Requirements ->
Answer these from the passage on a possible Prenton station:
(a) Which area, according to the passage, lacks a handy rail service into Liverpool?
(b) Who is less keen on terminating the Wrexham trains even further from Liverpool?
(c) Where have Merseytravel suggested the diesel trains could terminate?

Text extract ->
-------

In short, stick a nice park and ride here, and you could get traffic off the motorway, traffic off the local streets, and a new bus interchange into the bargain. You'd also bring Merseyrail services to Prenton, one of the very few areas this side of the Mersey that doesn't have a handy rail service into Liverpool. Everyone's a winner baby, that's no lie.

The potential station is such a no-brainer, and such an asset, that Merseytravel have even considered just electrifying the couple of miles to reach here, terminating the Wrexham trains even further away from Liverpool. Understandably, the councils in Wales are less keen on that idea, and are working with the PTE to try and get the whole line done at once.

Given the huge costs involved, it won't happen for a few years at least. There's a debate about whether third rail electrification (like the rest of Merseyrail) is what's needed, or whether it would be better to have overhead electrification with new rolling stock capable of going on both types. Merseytravel have even floated the idea of the diesel trains terminating on the currently unused platform at James Street, and therefore not having to go through the Loop at all, as an "on the cheap" way of doing it. Whichever way it happens, it would be good to see the network expand, especially with a nice gleaming station just down the road from me...

(By the way, to get these photos, I had to walk across this footbridge:

Given that I suffer from vertigo, I hope you realise the sacrifice I made for you, gentle readers. It was also blowing a gale which whipped at my coat and made me think I was about to be hurled onto the motorway. It was utterly terrifying. You see what I do for you people?)

-------

Provided data ->

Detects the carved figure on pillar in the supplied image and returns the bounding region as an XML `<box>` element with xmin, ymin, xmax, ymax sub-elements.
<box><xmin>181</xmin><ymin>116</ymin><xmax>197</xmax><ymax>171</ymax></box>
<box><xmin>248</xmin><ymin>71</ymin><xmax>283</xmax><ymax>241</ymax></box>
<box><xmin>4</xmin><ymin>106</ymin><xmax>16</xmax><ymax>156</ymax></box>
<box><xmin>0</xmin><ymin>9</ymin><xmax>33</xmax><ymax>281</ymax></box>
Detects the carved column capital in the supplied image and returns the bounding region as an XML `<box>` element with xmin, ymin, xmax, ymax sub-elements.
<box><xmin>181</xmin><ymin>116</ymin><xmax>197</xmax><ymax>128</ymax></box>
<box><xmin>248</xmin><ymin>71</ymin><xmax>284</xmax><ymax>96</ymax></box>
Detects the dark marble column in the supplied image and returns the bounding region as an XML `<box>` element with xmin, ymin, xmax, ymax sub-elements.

-------

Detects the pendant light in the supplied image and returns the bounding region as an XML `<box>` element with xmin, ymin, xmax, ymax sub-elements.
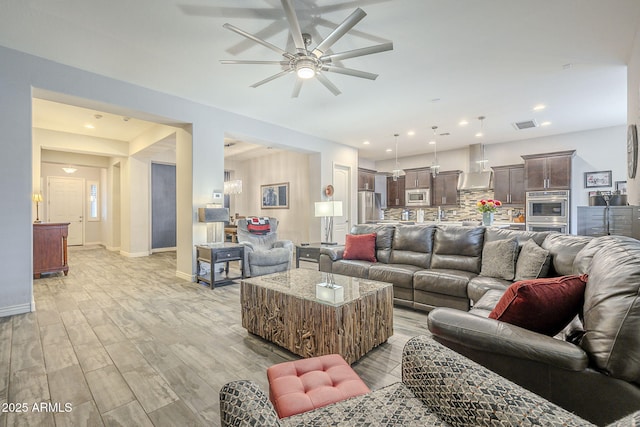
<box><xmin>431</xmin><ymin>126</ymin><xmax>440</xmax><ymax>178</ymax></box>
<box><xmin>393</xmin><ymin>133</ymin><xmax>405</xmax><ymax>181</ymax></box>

-------

Exercise response ->
(a) Prenton.
(b) The councils in Wales.
(c) On the currently unused platform at James Street.